__DOCUMENT PASSAGE__:
----------------

Monday, May 28, 2012

Looking for Jack's Collar

This post recycled from Veteran's Day 2007.

The area in which I live, hunt, and go to work is steeped in history. I live about a mile from the Pentagon, on part of what used to be the old Lord Fairfax estate (Fairfax started the first fox hunt in the U.S.), and just a 15-minute drive down the river from Mr. Vernon, George Washington's old home.

Arlington Cemetery, the former estate of Civil War General Robert E. Lee, is a congenial walk down the bike path, while at lunch I can walk to the White House or the Vietnam Veteran's memorial.

The sign, pictured above, is near Frederick, Maryland on the edge of one of the locations I hunt -- an 1,800 acre tract bound by farm fields. The sign notes that this immediate area was part of the Antietam Campaign of the Civil War -- the most vicious campaign of a very violent and bloody period in American history.

The sign does not mention Jack at all.

----------------

__PROVIDED INFORMATION__:

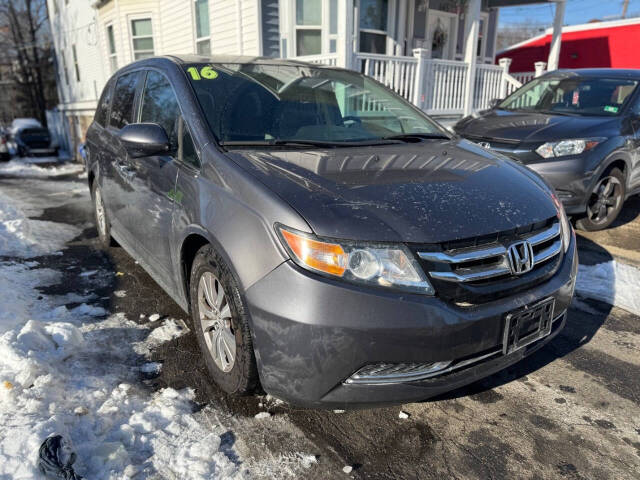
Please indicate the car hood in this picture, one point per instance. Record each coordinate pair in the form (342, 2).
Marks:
(430, 192)
(518, 127)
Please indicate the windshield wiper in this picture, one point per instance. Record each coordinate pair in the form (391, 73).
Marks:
(302, 143)
(425, 136)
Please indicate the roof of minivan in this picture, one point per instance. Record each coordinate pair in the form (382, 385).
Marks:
(238, 59)
(600, 72)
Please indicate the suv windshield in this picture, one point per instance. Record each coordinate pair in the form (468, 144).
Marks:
(258, 104)
(572, 95)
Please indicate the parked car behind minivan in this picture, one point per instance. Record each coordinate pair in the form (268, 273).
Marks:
(580, 130)
(34, 141)
(328, 240)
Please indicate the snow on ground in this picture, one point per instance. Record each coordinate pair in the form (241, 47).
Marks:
(24, 237)
(29, 167)
(80, 372)
(612, 282)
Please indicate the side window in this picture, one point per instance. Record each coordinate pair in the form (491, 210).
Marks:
(160, 105)
(186, 149)
(103, 106)
(123, 100)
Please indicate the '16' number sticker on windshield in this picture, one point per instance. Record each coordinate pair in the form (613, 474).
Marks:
(206, 72)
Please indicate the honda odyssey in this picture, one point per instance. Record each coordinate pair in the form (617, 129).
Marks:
(328, 240)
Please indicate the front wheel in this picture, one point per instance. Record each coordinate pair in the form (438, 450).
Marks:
(221, 324)
(605, 201)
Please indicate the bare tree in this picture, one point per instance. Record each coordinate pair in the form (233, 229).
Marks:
(25, 42)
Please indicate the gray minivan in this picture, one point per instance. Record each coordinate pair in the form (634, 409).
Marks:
(328, 240)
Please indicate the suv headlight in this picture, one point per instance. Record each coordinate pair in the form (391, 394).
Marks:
(391, 266)
(565, 225)
(563, 148)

----------------

__REQUEST A__: Reproduce the blog post about Jack's collar word for word, from "The sign, pictured" up to and including "in American history.".
__REQUEST B__: In the blog post about Jack's collar, how far does the writer live from the Pentagon?
__REQUEST C__: Extend the blog post about Jack's collar, picking up after its final sentence.
The records were taken from a different source than the blog post about Jack's collar.

__TASK ANSWER A__:
The sign, pictured above, is near Frederick, Maryland on the edge of one of the locations I hunt -- an 1,800 acre tract bound by farm fields. The sign notes that this immediate area was part of the Antietam Campaign of the Civil War -- the most vicious campaign of a very violent and bloody period in American history.

__TASK ANSWER B__: About a mile.

__TASK ANSWER C__:
Jack was a brown and white Pit Bull terrier that learned to understand the bugle calls of his regiment, the 102nd Pennsylvania Infantry, which was largely composed of volunteer firemen from Pittsburgh.

After every Civil War battle of his regiment, Jack would search out the dead and wounded -- a trick he repeated across Virginia and Maryland.

Jack was wounded at the battle of Malvern Hill, but recovered and was captured by Confederates at Savage's Station.

The dog managed to escape and he survived the battle of Antietam on Sept 17, 1862, in which over 23,000 were killed, missing or wounded.

Jack's was severely wounded at Fredericksburg three months later, but was nursed him back to health. Then, at Salem Church, he was again taken prisoner by the Confederates. The value of the dog was such, however, that he was exchanged for a prisoner at Belle Isle six months later.

Jack stayed with his regiment through the Wilderness and Spotsylvania Campaigns and the Siege of Petersburg.

On the evening of Dec. 23, 1864, Jack disappeared from his regiment, which was on furlough at Frederick, Maryland just four miles from where this sign (top picture) is located.

Though an entire regiment looked for the dog, and even offered a substantial award, he simply vanished, and was never seen or heard from again.

It could be that Jack was stolen or murdered for his new collar, which was emblazed with silver and which cost (at the time) the astounding price of $75.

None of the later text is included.